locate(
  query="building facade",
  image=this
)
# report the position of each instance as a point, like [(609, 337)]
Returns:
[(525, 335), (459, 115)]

■ Assigned task
Write down the entire listing above verbatim.

■ Answer to this problem
locate(
  query="building facade",
  image=this
)
# report the position of each instance as a point, like [(609, 337)]
Returns:
[(525, 335), (459, 115)]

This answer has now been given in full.